■ TASKS TO COMPLETE:
1 > According to the web extraction tool documentation, what setting forces Playwright rendering for JavaScript-heavy pages?
2 > Continue the web extraction tool documentation from where it stops.

■ PROVIDED PASSAGE:
--------------------------------

Extract full readable content from a specific URL.

Input:

{
  "url": "https://example.com/article",
  "use_browser": false
}

Set use_browser: true to force Playwright rendering for JavaScript-heavy pages.


search_and_extract

End-to-end: search → visit pages → extract content → rank results.

Input:

{
  "query": "Latest UK visa requirements 2025",
  "max_results": 5,
  "use_browser_fallback": true
}

Returns full page content for each result including title, author, publish date, and extracted text.

--------------------------------

■ DATA LINES:
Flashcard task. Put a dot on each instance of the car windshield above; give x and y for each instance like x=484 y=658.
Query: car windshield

--------------------------------

■ THE REPLIES:
1 > Setting use_browser to true.

2 >
Search Providers

Provider

Env Key

Free Tier

Notes

Tavily

TAVILY_API_KEY

1,000/month

Best snippets, recommended

Brave

BRAVE_API_KEY

2,000/month

Privacy-focused

Bing

BING_API_KEY

1,000/month

Azure Cognitive Services

SerpAPI

SERPAPI_API_KEY

100/month

Proxies Google

Google CSE

GOOGLE_CSE_API_KEY + GOOGLE_CSE_ID

100/day

Custom Search Engine

Switch provider by changing SEARCH_PROVIDER in .env.


Configuration Reference

Setting

Default

Description

SEARCH_PROVIDER

tavily

Active search backend

MAX_RESULTS

10

Default result count

REQUEST_TIMEOUT

30

HTTP timeout (seconds)

CONCURRENCY_LIMIT

5

Parallel page extractions

CACHE_TTL

300

Cache time-to-live (seconds, 0 = disabled)

CACHE_MAX_SIZE

256

Max cache entries

PLAYWRIGHT_HEADLESS

true

Headless browser mode

PLAYWRIGHT_TIMEOUT

30000

Browser nav timeout (ms)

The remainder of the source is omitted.